## EXERCISE DIRECTIONS
Could you rewrite everything from "In the latest" down to "various production stages." in the Sean Azzopardi profile below, changing "birthday" to "anniversary" wherever it appears?

## TEXT TO READ
________________________________________

Sean Azzopardi is one of those vital and essential mainstays of the UK small press whose constant presence has given a reassuring sense of continuity to British comics self-publishing for as long as I have been covering the scene. Sean is most well-known for his thoughtful and emotionally articulate autobiographical comics (Tracks, Rain on Glass) but he’s also produced memorable psychological horror work with Douglas Noble and tangential super-hero action in Necessary Monsters with Daniel Merlin Goodbrey.
Sean’s role “off-panel” has been as important as his comics work over the last few years. He was a founding member of the London Underground Comics collective and has been the organiser of the ever friendly and accessible Crouch End Cartoon Art Festival (CECAF) for the last three years. This year CECAF takes a break as Sean gets to work on his next very special project, The Voice of the Hall, a graphic novel on the history of Hornsey Town Hall for which he was awarded a British Arts Council grant last year.
Canadian readers will also be fortunate enough to see him this year at TCAF.
In the latest of our ‘Small Press Inside Look‘ creator commentaries Sean gives us some insights into the creative process behind his upcoming autobio work – the significantly titled 50…
The process of reaching 50
My comics production is slow. I work constantly, but slowly. The past couple of years has involved making a series of comics that loosely log events in my life. The last of these, Tracks was completed over two years ago. I had the vague idea of a follow-up, but it was delayed by a flapping around for a theme. My 50th birthday was on the calendar, so I set this as a deadline. What a great idea, A fifty page comic, Call it 50, launch it on my birthday and have a party. Well my birthday was this January and as I type this, 50 is still a few weeks away from being released. But I wanted to share a fresh work, and its various production stages.

________________________________________

## DATA SECTION
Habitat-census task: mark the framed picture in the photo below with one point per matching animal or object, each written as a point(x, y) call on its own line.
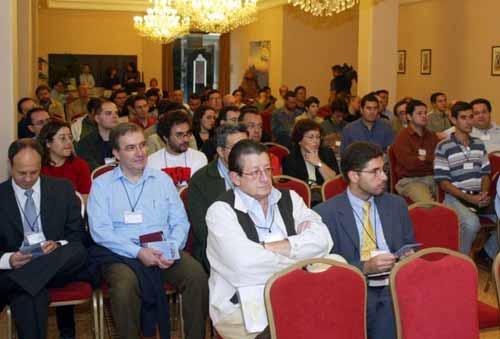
point(425, 61)
point(495, 60)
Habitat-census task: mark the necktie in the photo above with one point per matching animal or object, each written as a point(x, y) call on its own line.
point(368, 242)
point(30, 214)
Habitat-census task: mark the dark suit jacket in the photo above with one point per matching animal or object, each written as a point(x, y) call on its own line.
point(338, 216)
point(204, 188)
point(60, 213)
point(295, 165)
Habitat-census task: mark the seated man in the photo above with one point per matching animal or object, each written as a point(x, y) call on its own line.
point(42, 210)
point(414, 149)
point(176, 159)
point(255, 231)
point(206, 186)
point(368, 225)
point(95, 148)
point(462, 168)
point(134, 200)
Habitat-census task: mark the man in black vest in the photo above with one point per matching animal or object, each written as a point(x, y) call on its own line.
point(255, 231)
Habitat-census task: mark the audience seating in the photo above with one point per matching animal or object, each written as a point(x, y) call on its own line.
point(333, 187)
point(434, 293)
point(334, 305)
point(291, 183)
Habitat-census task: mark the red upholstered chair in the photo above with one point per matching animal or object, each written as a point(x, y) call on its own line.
point(291, 183)
point(102, 169)
point(333, 307)
point(333, 187)
point(434, 293)
point(278, 150)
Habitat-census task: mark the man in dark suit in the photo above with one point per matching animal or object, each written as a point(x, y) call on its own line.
point(36, 210)
point(368, 226)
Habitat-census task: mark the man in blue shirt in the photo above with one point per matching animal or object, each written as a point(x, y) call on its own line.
point(369, 128)
point(134, 200)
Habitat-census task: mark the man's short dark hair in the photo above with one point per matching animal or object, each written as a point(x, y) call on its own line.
point(20, 144)
point(434, 96)
point(369, 98)
point(357, 155)
point(481, 101)
point(311, 100)
point(458, 107)
point(411, 105)
point(242, 148)
point(120, 130)
point(222, 132)
point(169, 120)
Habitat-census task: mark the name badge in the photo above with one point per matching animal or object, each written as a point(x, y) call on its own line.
point(35, 238)
point(130, 217)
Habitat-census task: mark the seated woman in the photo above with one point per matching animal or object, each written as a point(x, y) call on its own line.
point(59, 159)
point(203, 125)
point(308, 160)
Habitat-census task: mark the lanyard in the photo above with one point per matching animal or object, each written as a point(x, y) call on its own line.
point(132, 207)
point(30, 225)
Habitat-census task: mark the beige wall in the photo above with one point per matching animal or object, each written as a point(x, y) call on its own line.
point(97, 32)
point(460, 34)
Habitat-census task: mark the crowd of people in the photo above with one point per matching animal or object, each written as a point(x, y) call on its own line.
point(240, 228)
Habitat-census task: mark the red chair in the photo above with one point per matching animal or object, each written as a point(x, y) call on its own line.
point(102, 169)
point(335, 300)
point(291, 183)
point(333, 187)
point(434, 293)
point(278, 150)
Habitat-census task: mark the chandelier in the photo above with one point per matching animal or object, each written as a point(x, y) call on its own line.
point(217, 16)
point(323, 7)
point(162, 22)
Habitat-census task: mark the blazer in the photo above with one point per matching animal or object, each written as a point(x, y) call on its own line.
point(338, 216)
point(295, 165)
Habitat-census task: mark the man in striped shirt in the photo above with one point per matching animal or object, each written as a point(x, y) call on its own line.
point(461, 168)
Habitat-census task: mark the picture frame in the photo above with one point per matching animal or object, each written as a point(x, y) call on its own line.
point(425, 61)
point(402, 61)
point(495, 60)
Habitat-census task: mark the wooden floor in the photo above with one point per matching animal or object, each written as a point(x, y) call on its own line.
point(84, 323)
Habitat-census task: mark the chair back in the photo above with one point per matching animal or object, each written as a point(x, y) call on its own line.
point(435, 225)
point(333, 187)
point(335, 300)
point(102, 169)
point(291, 183)
point(278, 150)
point(434, 293)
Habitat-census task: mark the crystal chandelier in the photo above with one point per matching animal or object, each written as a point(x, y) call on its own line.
point(162, 22)
point(323, 7)
point(217, 16)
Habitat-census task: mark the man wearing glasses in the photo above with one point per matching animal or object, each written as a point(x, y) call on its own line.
point(254, 231)
point(176, 159)
point(368, 226)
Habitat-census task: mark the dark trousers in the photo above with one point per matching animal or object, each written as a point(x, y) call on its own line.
point(379, 314)
point(186, 275)
point(30, 310)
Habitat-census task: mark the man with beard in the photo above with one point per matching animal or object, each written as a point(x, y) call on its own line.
point(176, 159)
point(368, 226)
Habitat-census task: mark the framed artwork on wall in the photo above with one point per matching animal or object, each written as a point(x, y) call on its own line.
point(402, 61)
point(495, 60)
point(425, 61)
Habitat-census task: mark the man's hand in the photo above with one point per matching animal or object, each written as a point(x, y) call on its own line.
point(18, 259)
point(48, 246)
point(150, 257)
point(379, 263)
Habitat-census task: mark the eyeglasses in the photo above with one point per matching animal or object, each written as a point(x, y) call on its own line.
point(268, 171)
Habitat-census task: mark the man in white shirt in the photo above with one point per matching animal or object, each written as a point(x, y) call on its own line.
point(176, 159)
point(255, 231)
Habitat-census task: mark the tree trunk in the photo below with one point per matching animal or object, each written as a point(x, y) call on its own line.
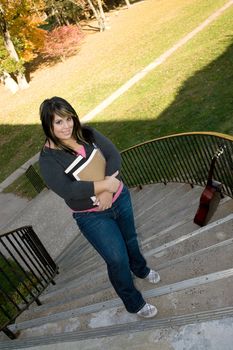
point(21, 79)
point(97, 16)
point(127, 3)
point(10, 83)
point(102, 15)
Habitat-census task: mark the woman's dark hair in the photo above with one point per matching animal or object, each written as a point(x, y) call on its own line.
point(62, 108)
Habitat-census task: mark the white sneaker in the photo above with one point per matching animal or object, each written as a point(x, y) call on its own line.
point(147, 311)
point(153, 276)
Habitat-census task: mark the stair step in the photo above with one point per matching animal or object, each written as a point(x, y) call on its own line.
point(171, 300)
point(194, 264)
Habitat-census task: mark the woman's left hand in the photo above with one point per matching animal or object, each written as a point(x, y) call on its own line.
point(104, 200)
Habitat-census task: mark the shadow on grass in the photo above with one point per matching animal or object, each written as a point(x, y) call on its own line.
point(203, 103)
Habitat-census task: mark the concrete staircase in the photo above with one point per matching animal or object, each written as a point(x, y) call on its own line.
point(196, 271)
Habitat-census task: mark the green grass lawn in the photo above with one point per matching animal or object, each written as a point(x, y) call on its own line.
point(191, 91)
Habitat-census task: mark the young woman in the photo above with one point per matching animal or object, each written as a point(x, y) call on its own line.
point(83, 167)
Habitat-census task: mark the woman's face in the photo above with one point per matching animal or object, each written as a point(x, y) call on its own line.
point(63, 127)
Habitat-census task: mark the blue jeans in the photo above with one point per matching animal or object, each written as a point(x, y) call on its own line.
point(112, 233)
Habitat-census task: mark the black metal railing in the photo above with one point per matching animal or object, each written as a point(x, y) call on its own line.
point(26, 269)
point(180, 158)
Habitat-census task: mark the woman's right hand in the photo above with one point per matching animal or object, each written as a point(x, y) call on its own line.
point(113, 183)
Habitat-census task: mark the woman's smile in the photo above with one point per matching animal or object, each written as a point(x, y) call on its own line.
point(63, 127)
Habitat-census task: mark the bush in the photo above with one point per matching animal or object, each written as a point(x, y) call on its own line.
point(62, 42)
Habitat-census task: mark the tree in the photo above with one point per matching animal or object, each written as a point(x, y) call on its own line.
point(21, 37)
point(98, 13)
point(62, 42)
point(128, 3)
point(63, 12)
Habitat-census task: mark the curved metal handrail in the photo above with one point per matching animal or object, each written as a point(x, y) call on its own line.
point(184, 157)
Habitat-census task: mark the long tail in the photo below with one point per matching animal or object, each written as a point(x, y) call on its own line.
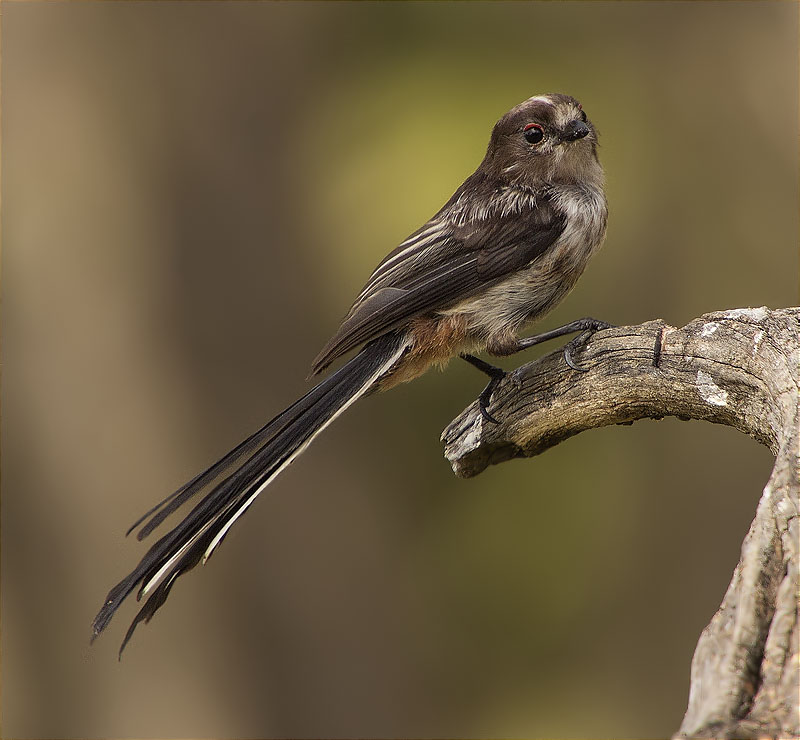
point(238, 478)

________________________________________

## ANSWER TO THIS EXERCISE
In the latest of our ‘Small Press Inside Look‘ creator commentaries Sean gives us some insights into the creative process behind his upcoming autobio work – the significantly titled 50…
The process of reaching 50
My comics production is slow. I work constantly, but slowly. The past couple of years has involved making a series of comics that loosely log events in my life. The last of these, Tracks was completed over two years ago. I had the vague idea of a follow-up, but it was delayed by a flapping around for a theme. My 50th anniversary was on the calendar, so I set this as a deadline. What a great idea, A fifty page comic, Call it 50, launch it on my anniversary and have a party. Well my anniversary was this January and as I type this, 50 is still a few weeks away from being released. But I wanted to share a fresh work, and its various production stages.